**Task prompt:**
Reproduce the records below word for word, starting at the line containing "If you could indicate the shrub" and continuing through the end of the records, including both the starting line and the final line.
= = =
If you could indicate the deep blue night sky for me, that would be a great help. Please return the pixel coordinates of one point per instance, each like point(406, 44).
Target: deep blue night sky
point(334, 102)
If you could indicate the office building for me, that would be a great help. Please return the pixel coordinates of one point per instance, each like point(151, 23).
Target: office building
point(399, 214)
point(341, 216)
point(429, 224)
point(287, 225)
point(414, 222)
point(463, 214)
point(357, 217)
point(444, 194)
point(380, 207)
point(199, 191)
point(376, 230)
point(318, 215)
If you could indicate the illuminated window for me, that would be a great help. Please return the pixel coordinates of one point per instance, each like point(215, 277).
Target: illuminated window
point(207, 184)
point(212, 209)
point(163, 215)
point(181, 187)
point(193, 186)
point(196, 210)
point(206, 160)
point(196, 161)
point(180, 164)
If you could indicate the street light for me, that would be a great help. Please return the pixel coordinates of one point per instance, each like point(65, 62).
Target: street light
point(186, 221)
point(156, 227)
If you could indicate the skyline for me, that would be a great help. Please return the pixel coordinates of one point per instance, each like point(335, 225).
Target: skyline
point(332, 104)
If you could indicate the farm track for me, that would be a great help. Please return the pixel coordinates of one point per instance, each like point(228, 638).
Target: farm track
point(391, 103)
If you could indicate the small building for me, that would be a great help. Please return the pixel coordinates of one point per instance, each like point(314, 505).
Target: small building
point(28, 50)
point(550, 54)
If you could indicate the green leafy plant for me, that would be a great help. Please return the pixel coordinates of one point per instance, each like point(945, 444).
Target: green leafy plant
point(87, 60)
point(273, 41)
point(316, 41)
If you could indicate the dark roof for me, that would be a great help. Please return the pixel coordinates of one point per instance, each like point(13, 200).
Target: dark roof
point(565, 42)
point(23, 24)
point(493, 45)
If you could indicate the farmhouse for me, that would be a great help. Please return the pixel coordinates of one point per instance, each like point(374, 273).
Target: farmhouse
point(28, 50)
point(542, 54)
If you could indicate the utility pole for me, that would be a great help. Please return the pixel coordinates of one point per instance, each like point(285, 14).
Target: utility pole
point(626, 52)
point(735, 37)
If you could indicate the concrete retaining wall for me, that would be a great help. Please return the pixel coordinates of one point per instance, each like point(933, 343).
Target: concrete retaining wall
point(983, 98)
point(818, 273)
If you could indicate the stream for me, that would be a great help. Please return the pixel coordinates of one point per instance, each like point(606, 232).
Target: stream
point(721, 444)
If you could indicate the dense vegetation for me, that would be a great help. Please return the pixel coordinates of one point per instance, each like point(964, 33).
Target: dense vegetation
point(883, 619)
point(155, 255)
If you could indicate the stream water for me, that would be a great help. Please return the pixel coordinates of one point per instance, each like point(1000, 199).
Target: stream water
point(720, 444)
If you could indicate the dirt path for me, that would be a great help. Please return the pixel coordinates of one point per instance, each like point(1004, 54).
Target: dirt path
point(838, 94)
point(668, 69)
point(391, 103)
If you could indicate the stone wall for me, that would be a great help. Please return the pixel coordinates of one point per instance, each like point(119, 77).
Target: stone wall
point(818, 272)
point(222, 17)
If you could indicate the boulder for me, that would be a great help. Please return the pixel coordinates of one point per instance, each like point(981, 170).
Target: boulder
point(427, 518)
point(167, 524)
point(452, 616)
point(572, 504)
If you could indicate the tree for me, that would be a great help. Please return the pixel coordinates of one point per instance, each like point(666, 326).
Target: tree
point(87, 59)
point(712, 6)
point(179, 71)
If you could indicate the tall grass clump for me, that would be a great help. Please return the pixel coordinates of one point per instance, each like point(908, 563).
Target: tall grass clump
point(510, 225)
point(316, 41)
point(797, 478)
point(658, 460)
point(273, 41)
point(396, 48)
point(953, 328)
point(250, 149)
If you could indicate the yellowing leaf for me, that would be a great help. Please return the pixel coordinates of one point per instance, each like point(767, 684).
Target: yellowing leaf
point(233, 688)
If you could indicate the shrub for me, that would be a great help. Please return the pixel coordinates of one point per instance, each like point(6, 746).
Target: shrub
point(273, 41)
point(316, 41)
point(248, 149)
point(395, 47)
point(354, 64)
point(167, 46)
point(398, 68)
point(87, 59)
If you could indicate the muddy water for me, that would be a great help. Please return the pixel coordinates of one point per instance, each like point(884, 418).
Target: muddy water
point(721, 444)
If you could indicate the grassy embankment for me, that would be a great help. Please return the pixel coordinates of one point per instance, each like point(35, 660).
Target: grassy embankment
= = =
**Solution:**
If you could indicate the shrub for me, that would be a great help. Please return the pixel coordinates of one point per instance, each like point(6, 746).
Target: shrub
point(273, 41)
point(316, 41)
point(248, 149)
point(395, 47)
point(354, 64)
point(167, 46)
point(398, 68)
point(87, 59)
If you could indicate the muddy water for me, that would be a great help. Please return the pixel coordinates of one point per instance, each like point(884, 418).
Target: muddy water
point(721, 444)
If you could indicate the grassy embankment for me, that would be a great help. Please return the pixel coordinates of one point per instance, each like point(35, 660).
Target: grassy embankment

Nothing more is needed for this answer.